:: RECORD EXTRACTS ::
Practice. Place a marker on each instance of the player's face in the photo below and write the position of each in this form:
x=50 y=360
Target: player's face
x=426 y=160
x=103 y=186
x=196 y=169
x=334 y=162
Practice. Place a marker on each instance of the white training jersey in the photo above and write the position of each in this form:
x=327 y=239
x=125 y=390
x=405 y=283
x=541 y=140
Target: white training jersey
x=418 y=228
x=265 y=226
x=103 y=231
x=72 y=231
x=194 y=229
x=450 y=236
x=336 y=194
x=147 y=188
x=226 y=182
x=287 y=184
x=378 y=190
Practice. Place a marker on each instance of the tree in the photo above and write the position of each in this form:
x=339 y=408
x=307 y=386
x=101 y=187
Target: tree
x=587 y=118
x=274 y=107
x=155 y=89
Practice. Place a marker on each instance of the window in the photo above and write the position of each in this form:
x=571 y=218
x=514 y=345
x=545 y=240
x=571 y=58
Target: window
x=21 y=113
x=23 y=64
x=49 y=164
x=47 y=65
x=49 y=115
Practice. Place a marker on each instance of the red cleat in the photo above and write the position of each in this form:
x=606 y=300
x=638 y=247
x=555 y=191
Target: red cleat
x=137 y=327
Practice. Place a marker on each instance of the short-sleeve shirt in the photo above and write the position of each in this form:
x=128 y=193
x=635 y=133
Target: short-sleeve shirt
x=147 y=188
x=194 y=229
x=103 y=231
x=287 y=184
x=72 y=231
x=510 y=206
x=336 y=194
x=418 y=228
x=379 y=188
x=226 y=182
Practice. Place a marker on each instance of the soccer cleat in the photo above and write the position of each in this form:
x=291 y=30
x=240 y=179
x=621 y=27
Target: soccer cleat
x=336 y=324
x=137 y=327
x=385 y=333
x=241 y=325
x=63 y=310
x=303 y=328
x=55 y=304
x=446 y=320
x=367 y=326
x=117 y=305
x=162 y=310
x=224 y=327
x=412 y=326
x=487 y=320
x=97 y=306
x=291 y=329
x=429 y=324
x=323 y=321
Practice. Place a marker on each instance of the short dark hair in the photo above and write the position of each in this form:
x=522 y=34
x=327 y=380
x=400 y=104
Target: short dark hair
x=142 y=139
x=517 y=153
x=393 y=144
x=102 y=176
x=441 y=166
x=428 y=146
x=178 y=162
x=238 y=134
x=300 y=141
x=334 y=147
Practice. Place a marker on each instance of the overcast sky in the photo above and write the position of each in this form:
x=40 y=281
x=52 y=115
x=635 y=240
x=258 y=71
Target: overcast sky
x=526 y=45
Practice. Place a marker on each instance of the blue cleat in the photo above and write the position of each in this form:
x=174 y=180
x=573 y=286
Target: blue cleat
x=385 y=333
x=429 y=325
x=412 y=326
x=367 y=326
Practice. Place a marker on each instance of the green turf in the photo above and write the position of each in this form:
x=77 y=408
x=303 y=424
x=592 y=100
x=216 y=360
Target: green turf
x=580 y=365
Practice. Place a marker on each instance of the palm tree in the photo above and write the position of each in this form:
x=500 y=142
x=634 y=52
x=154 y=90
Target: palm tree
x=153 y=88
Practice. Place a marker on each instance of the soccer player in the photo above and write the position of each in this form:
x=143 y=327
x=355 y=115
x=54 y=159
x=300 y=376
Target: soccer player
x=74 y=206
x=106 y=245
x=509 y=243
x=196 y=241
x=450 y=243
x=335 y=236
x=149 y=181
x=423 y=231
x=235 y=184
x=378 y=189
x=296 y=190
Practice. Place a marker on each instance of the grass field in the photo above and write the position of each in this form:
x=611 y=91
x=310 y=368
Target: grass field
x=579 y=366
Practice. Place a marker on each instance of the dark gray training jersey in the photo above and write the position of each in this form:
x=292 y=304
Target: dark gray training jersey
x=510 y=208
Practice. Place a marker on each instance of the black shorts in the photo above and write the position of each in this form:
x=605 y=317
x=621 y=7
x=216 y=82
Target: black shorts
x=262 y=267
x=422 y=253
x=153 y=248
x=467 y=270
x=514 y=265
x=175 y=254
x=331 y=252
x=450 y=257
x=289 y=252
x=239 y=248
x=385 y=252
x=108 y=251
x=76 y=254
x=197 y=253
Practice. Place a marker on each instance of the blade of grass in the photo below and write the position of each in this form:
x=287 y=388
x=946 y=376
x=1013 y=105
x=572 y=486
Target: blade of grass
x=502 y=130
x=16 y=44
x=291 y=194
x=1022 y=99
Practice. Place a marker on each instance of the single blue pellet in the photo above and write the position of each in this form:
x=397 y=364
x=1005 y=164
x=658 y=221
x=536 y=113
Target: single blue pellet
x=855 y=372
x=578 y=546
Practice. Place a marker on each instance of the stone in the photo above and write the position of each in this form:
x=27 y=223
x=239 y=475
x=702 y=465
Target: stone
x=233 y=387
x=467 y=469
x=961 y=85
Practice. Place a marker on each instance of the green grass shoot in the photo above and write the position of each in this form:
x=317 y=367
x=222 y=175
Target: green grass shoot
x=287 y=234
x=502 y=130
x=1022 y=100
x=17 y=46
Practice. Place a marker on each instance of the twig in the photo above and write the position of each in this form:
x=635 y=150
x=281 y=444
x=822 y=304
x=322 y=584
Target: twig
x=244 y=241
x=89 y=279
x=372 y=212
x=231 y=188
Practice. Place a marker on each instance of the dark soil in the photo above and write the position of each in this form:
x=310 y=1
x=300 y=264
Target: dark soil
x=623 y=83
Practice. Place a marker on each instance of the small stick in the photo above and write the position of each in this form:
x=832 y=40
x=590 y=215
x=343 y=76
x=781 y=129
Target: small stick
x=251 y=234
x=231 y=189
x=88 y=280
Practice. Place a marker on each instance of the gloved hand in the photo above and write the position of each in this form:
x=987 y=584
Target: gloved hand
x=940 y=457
:::
TASK GOAL – Beginning at the line with "Target: blade of grass" and stopping after the line with "x=322 y=584", please write out every line of the data above exactly and nothing else.

REPLY TO THE EXERCISE –
Target: blade of grass
x=502 y=130
x=16 y=44
x=291 y=194
x=1022 y=99
Practice. Place a marker on each instance of the single blue pellet in the photo above and write the position of each in this form:
x=397 y=364
x=1005 y=164
x=658 y=221
x=536 y=113
Target: single blue pellet
x=855 y=372
x=578 y=546
Practice. Place a marker on each instance of the stone in the photo above and write the position of each in this form:
x=27 y=223
x=239 y=475
x=702 y=465
Target: stone
x=233 y=387
x=467 y=469
x=961 y=85
Practice. Place a marker on each instance of the green grass shoot in the photo above and write the position of each in this form:
x=317 y=367
x=222 y=175
Target: green grass shoot
x=287 y=234
x=502 y=130
x=1022 y=100
x=17 y=46
Practice. Place a marker on each instance of the twig in the photo above and write the position of each in this form:
x=635 y=150
x=281 y=444
x=822 y=304
x=322 y=584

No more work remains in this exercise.